**What is asked**
Pull out each line in the entries below that contains the word "building". Uppercase and lowercase letters count as different.

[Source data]
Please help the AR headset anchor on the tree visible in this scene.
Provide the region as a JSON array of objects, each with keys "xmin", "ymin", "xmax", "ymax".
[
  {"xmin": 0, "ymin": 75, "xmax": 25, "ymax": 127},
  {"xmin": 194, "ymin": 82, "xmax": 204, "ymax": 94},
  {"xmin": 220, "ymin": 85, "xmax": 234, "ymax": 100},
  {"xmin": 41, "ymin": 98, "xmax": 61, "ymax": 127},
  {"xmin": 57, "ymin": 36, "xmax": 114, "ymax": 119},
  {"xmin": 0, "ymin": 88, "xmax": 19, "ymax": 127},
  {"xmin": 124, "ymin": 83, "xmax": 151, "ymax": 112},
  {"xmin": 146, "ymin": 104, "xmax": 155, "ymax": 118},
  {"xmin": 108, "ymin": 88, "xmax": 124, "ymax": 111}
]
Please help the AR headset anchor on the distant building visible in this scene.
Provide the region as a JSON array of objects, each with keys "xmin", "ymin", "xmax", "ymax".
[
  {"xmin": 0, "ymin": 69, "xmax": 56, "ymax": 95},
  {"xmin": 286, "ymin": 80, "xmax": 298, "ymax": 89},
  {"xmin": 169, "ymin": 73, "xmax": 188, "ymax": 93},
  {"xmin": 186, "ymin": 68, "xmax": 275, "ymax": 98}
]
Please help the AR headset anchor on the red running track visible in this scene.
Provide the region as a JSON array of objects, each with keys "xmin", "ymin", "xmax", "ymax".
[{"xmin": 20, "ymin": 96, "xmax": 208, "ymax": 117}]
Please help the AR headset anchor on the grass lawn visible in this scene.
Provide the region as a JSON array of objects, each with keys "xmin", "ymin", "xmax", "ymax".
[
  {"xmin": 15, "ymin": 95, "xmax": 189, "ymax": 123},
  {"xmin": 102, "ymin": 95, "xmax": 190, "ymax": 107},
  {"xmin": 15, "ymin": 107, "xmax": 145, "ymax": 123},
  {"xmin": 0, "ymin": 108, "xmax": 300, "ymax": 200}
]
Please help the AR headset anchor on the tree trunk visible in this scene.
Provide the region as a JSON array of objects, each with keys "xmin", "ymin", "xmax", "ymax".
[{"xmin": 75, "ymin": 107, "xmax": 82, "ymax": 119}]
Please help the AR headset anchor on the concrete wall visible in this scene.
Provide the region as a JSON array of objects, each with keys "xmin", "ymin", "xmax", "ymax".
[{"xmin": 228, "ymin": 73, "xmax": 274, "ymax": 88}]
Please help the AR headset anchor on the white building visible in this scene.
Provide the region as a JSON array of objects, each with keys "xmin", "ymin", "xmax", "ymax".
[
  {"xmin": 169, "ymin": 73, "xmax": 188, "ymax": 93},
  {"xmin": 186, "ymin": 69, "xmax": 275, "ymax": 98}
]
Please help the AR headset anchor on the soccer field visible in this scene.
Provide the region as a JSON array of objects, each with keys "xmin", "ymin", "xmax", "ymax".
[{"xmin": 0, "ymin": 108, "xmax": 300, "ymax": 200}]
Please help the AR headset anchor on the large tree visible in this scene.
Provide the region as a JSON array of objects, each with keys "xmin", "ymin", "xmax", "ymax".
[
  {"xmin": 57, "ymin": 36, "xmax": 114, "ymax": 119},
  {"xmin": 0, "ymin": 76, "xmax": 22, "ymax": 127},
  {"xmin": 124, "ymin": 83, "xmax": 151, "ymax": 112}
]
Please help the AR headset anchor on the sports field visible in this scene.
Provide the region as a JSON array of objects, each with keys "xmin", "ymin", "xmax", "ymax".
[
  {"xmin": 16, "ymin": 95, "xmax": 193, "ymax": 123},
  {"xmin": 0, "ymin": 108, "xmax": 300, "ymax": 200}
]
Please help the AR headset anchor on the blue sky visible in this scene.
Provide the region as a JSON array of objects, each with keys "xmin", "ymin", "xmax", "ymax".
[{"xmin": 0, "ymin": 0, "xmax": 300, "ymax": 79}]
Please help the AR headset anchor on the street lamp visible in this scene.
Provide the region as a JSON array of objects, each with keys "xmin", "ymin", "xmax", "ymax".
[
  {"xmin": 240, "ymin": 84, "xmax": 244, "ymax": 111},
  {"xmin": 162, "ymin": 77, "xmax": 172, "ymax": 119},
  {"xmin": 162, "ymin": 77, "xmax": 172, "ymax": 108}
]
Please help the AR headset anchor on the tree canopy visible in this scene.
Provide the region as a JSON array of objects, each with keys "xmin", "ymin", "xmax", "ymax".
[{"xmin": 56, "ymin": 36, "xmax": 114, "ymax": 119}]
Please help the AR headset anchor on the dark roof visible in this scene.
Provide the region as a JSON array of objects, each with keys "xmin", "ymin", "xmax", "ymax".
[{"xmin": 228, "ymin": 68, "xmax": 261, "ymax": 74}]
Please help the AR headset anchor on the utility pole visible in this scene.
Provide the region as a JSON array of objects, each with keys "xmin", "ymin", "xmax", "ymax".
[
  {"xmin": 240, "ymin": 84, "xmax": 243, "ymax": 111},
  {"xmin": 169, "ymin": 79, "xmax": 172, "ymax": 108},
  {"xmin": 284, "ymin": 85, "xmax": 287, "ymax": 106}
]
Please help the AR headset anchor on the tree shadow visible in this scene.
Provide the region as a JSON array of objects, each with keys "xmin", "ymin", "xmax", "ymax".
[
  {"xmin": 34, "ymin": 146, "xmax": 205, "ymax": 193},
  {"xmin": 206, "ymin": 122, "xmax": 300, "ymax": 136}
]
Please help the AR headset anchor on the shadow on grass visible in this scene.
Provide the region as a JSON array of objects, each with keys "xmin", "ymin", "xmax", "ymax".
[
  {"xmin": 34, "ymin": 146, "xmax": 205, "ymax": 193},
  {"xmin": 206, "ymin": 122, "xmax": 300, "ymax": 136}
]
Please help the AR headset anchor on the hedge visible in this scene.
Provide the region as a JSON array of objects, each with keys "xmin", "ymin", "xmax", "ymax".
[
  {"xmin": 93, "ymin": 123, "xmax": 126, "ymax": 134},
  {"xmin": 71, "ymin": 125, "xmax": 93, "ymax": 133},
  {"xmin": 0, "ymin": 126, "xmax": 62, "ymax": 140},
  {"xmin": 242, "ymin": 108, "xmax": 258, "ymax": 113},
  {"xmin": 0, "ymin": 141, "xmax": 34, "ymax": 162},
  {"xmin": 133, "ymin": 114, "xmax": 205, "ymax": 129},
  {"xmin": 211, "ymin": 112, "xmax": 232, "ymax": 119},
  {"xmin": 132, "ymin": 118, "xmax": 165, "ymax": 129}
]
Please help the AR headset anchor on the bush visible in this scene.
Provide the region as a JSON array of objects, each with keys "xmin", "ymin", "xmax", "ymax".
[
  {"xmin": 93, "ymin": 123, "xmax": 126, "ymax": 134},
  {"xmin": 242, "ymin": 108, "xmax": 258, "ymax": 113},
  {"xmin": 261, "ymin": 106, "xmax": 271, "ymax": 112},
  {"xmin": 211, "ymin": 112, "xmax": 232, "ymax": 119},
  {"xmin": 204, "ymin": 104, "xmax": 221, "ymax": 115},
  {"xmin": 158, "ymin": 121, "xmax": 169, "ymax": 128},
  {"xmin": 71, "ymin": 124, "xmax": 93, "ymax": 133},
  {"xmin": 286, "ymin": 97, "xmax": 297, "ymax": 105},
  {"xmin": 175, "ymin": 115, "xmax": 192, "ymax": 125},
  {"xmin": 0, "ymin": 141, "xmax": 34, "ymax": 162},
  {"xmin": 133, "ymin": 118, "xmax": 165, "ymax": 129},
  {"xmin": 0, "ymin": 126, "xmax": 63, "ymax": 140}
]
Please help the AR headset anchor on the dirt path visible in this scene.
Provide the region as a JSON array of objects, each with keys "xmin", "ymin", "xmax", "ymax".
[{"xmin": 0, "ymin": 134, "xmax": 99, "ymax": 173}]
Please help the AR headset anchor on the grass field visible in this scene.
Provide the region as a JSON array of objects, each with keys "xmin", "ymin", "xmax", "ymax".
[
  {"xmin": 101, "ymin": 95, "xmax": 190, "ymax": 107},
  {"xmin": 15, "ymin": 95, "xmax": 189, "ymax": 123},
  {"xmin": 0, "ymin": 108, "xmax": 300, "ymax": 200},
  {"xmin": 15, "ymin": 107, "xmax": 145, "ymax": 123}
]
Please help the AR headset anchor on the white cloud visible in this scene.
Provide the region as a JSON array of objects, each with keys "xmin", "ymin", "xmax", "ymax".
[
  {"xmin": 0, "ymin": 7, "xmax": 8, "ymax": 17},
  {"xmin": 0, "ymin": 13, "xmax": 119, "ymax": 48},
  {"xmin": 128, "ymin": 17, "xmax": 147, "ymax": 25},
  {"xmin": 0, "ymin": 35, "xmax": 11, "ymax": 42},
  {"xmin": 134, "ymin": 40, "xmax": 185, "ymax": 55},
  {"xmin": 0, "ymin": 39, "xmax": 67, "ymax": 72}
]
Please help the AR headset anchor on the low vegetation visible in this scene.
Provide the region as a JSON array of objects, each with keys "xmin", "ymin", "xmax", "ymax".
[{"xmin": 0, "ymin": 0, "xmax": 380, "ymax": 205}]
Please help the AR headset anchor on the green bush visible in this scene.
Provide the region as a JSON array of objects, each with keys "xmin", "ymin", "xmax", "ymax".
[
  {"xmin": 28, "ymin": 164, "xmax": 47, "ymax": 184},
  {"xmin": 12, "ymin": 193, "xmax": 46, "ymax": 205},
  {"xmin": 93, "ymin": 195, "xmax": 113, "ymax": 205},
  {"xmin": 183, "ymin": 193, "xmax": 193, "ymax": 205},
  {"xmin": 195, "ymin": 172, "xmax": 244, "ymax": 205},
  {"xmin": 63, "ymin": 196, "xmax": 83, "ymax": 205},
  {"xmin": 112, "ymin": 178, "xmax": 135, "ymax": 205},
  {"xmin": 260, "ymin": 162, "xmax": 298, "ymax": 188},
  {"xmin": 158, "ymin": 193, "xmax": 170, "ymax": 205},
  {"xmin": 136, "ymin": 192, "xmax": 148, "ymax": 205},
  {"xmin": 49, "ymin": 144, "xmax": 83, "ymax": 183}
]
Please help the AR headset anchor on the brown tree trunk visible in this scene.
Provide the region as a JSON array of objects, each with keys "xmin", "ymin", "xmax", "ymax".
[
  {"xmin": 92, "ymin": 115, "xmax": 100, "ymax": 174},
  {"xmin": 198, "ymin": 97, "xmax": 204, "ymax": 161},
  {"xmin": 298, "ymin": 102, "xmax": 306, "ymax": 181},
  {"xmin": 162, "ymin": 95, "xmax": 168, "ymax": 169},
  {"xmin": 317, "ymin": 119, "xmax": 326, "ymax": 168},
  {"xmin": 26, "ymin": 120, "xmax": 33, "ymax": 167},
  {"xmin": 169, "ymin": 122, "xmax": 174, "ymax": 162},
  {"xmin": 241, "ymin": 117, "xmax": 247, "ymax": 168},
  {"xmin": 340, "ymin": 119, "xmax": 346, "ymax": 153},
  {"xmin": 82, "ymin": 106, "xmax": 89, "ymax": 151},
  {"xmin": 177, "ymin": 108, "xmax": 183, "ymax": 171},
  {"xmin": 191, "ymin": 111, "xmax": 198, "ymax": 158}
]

**Result of the exercise**
Please help the AR headset anchor on the distant building visible in this scene.
Please help the AR headset anchor on the white building visible in this scene.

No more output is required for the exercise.